EXERCISE REQUIREMENTS.
Edit the data from the line containing "[locate] the dark blue sock" down through the line containing "x=750, y=794" so that "dark blue" becomes "navy". Leave everything else in those lines as it is, and return only those lines.
—————
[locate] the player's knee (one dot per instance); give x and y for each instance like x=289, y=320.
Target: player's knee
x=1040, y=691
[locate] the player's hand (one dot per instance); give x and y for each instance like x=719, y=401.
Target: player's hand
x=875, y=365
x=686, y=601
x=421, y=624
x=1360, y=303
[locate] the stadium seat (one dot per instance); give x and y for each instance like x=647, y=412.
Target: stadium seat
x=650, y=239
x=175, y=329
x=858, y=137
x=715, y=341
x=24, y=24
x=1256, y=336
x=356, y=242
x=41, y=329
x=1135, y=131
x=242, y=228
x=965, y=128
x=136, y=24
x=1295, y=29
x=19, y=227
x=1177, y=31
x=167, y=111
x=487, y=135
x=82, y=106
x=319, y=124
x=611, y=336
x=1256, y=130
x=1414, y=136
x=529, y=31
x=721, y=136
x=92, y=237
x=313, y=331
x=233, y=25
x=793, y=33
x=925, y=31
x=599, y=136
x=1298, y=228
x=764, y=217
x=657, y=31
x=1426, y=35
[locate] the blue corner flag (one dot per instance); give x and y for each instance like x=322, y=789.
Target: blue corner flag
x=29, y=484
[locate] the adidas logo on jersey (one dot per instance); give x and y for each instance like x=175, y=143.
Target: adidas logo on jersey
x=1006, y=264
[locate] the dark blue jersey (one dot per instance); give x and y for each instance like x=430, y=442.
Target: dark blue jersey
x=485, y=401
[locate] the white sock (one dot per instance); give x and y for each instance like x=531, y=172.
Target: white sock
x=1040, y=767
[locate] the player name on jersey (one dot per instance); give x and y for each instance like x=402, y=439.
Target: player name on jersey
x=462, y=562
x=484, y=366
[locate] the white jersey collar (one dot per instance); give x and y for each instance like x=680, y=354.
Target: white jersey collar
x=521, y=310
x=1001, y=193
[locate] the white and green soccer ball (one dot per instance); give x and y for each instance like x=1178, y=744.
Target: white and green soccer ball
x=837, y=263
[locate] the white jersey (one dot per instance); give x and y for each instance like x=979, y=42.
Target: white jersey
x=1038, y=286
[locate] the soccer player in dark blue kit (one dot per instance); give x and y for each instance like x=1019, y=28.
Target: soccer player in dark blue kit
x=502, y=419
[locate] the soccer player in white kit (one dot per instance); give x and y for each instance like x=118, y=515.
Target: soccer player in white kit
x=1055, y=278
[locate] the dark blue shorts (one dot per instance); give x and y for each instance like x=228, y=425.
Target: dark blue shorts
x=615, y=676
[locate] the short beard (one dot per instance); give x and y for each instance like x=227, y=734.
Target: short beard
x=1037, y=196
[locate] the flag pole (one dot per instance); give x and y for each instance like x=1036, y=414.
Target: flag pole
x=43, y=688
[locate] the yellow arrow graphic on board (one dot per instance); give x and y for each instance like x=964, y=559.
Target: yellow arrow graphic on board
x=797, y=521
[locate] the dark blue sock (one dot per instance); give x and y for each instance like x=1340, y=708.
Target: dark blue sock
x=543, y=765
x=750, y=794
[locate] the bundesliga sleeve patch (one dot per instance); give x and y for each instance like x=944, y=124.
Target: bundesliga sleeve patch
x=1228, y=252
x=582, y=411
—————
THE RESULT.
[locate] the navy sock (one dot per instance); give x and y for each instance like x=1340, y=708.
Target: navy sock
x=543, y=765
x=750, y=794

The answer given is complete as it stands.